The input:

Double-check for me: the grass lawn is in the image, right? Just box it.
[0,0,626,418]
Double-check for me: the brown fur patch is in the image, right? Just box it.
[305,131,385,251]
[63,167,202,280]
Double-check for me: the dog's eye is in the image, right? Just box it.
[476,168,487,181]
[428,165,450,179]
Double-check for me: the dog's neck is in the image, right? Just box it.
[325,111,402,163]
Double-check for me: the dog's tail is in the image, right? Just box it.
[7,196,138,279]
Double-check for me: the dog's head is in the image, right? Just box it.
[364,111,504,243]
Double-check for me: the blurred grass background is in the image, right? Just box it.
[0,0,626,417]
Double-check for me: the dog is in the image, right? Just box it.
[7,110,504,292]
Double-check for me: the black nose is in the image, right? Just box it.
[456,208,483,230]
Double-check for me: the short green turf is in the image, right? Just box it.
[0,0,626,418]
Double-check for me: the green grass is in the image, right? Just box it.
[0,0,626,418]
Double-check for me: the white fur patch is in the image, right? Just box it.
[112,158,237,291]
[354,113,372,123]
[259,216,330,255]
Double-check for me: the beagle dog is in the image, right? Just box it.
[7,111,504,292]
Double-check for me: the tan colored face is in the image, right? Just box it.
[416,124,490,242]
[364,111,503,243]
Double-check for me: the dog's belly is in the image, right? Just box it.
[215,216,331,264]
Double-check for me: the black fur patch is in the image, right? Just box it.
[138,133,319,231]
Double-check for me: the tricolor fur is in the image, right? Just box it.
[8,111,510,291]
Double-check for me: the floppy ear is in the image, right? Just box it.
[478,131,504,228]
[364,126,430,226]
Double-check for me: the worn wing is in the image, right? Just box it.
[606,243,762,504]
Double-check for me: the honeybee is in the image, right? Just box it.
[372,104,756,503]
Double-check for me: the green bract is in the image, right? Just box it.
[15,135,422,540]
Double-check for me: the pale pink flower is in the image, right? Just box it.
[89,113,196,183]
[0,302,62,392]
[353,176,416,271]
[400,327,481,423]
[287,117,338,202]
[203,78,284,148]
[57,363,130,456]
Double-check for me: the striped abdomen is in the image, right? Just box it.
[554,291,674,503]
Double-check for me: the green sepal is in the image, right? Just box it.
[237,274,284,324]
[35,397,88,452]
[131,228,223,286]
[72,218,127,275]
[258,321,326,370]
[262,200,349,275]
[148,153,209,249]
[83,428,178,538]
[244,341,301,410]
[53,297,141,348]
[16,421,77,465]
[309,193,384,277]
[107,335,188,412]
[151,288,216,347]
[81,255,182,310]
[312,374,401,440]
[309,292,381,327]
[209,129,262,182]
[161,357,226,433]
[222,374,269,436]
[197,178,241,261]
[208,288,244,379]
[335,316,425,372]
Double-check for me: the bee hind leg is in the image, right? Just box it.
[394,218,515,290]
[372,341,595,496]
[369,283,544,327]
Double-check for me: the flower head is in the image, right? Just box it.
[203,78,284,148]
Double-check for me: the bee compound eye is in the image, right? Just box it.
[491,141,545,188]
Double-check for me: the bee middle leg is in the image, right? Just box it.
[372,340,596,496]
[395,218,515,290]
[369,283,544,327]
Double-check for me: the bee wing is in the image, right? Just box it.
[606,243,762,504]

Task:
Please write out every one of the records above again, word for word.

Full output:
Double-check for me: the grass lawn is in the image, right? Just box it.
[0,0,626,418]
Double-check for me: the brown fur patch is in the image, right? Just box it.
[305,131,385,251]
[63,167,202,280]
Double-check for me: the dog's eye is in the image, right? Just box it.
[476,168,487,181]
[428,165,450,179]
Double-check for me: the dog's neck is in the image, right? Just box it.
[325,111,402,163]
Double-check for me: the dog's tail is in the image, right? Just box it.
[7,196,138,279]
Double-check for me: the dog's head is in the image, right? Just box it.
[364,111,504,243]
Double-check for me: the blurred grass background is in the image, right? Just box it.
[0,0,626,417]
Double-check for me: the dog is in the image, right? Just box it.
[7,110,504,292]
Double-check for me: the black nose is in the image, right? Just box it.
[456,208,483,230]
Double-check for me: the short green turf is in the image, right? Just box it.
[0,0,626,418]
Double-check for me: the green grass is in the image, right? Just box it.
[0,0,626,418]
Double-check for me: the white fur patch is in the image, right? Just box it.
[112,158,237,291]
[354,113,372,123]
[259,216,330,255]
Double-check for me: the beagle dog is in the image, right? Just box it.
[7,111,504,292]
Double-check for me: the tan colored face is in the image, right? Just box it.
[416,124,490,242]
[364,111,503,243]
Double-check for me: the dog's belly is in the image, right? Just box it.
[215,216,331,264]
Double-check for me: the black fur patch is in the image, right? Just box it.
[138,133,319,231]
Double-check for me: the tricolor fur is in the image, right? Just box it.
[8,111,510,291]
Double-check for me: the floppy ear is in the image, right? Just box it.
[478,131,504,228]
[364,126,430,226]
Double-check for me: the worn wing is in the image, right? Just box it.
[606,243,762,504]
Double-check for me: the honeybee is in the image, right? Just box it.
[372,104,756,503]
Double-check for me: the green bract is in the image, right? Just box it.
[15,135,422,540]
Double-check for me: the pale pink flower is in the image, right? Just box it.
[89,113,196,183]
[0,302,62,392]
[353,176,416,271]
[400,327,481,423]
[287,117,338,202]
[203,78,284,148]
[57,363,130,456]
Double-check for me: the striped abdomen is in the image, right? Just box it.
[554,291,674,503]
Double-check for me: the green sepal is in the image, right? Just box it.
[237,274,284,324]
[35,397,88,452]
[131,228,223,286]
[72,218,127,275]
[258,321,326,370]
[262,200,349,275]
[148,153,209,249]
[83,428,178,538]
[244,341,301,410]
[53,297,141,348]
[16,421,77,465]
[309,193,384,277]
[107,335,188,412]
[151,288,216,347]
[81,255,182,310]
[312,374,401,440]
[309,292,381,327]
[209,129,262,182]
[161,357,226,433]
[222,374,269,436]
[197,178,241,261]
[208,288,244,379]
[335,316,425,372]
Double-check for me: the bee hind leg is in the image, right? Just box it.
[394,218,515,290]
[372,341,595,496]
[369,283,544,327]
Double-check for me: the flower head is in the image, right? Just box it.
[203,78,284,148]
Double-check for me: the bee compound eye is in the image, right? Just box it.
[491,141,545,188]
Double-check for me: the bee middle leg is in the image, right? Just box it.
[372,340,596,496]
[395,218,515,290]
[369,283,544,327]
Double-check for me: the bee wing is in the image, right? Just box it.
[606,243,762,504]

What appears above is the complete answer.